Copy the stretch of entries from the line containing "pin. Return only the coordinates." through the line containing "(1059, 448)", both included. Reproduce every line, with each coordinate in the answers scaled by 2.15 and rounded to the nearest whole number, halves rounding up.

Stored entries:
···

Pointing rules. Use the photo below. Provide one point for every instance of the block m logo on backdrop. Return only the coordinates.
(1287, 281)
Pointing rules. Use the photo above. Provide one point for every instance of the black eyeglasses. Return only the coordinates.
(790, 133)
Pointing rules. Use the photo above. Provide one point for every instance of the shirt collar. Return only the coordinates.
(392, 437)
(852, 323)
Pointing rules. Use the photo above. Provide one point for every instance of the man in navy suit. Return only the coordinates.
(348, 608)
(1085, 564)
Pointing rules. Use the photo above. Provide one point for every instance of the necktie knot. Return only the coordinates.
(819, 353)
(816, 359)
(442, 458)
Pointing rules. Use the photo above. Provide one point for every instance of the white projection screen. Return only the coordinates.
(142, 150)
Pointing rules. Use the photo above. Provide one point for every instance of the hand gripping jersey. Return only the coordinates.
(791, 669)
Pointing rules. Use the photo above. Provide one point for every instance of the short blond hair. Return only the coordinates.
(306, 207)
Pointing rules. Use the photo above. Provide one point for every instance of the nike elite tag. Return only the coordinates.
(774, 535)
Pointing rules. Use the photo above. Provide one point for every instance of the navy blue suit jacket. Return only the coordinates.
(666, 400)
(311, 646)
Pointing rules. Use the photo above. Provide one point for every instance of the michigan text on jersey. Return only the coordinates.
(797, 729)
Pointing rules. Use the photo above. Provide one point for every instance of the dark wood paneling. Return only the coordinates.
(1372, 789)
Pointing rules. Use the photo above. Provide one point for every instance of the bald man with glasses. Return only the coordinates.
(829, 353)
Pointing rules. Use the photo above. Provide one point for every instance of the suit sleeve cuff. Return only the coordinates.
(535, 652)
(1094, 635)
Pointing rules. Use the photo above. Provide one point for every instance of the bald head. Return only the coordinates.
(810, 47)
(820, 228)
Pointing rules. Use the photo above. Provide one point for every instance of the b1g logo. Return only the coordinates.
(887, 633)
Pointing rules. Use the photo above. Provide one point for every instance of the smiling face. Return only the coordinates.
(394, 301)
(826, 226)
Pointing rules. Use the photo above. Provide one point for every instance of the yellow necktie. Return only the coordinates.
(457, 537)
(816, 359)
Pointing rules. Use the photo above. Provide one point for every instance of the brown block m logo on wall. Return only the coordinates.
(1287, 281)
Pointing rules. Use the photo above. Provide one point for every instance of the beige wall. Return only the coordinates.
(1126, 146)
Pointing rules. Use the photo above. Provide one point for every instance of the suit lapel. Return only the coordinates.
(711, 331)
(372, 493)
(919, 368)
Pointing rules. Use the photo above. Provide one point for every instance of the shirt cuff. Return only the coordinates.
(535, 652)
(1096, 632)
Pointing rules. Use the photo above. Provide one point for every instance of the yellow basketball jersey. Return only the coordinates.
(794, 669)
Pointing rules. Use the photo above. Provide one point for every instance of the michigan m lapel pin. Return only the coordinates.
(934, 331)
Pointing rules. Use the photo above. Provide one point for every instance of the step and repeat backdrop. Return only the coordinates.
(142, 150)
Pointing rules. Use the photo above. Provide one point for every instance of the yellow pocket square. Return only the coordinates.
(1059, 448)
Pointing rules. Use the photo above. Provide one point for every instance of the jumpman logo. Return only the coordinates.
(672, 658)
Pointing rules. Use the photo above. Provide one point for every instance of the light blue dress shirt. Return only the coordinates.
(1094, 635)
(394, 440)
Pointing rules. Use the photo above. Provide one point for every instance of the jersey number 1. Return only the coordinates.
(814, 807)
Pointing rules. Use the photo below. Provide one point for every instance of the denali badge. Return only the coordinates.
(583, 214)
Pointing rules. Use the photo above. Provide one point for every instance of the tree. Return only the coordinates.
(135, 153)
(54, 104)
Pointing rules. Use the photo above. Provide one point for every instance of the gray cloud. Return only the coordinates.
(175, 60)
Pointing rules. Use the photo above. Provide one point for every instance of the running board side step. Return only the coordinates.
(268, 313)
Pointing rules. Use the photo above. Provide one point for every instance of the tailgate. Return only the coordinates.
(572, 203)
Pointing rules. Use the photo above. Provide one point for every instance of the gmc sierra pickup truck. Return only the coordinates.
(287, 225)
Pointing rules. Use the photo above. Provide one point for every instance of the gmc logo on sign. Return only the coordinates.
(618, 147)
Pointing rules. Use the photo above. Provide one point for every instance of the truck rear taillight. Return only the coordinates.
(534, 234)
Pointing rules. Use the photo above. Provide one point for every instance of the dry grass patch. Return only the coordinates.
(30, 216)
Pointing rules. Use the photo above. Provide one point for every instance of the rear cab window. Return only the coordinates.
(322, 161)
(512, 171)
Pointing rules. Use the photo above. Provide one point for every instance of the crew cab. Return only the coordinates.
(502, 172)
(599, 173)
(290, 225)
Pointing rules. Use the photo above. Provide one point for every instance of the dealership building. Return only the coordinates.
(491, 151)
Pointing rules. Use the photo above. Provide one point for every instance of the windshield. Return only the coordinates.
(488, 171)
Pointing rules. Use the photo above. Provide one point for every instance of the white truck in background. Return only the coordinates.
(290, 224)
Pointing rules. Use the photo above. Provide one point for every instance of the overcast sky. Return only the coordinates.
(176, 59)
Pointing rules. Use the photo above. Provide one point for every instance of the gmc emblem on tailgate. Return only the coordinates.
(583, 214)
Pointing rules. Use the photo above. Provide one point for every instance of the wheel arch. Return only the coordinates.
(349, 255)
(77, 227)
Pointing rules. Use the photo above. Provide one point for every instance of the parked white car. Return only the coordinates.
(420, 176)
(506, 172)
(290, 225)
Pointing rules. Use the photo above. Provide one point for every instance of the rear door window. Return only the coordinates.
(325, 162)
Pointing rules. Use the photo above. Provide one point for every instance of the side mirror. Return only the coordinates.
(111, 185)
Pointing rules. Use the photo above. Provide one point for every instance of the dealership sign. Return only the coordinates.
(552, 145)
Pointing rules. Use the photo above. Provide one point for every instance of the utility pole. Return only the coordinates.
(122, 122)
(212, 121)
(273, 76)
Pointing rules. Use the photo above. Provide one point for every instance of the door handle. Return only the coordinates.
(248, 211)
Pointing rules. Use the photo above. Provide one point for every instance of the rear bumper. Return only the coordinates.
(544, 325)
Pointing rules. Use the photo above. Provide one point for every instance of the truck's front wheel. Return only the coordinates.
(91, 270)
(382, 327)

···

Solved problem:
Pointing rules. Use the photo above. Provide one point for every instance of the michigan m lapel pin. Return only the coordinates.
(2008, 712)
Pointing rules. Use the photo above. Provide one point for every instance of the step and repeat backdrop. Return only the coordinates.
(305, 323)
Pointing rules. Use the photo above. Provide one point for every instance of the yellow pocket square. Return only the coordinates.
(2277, 963)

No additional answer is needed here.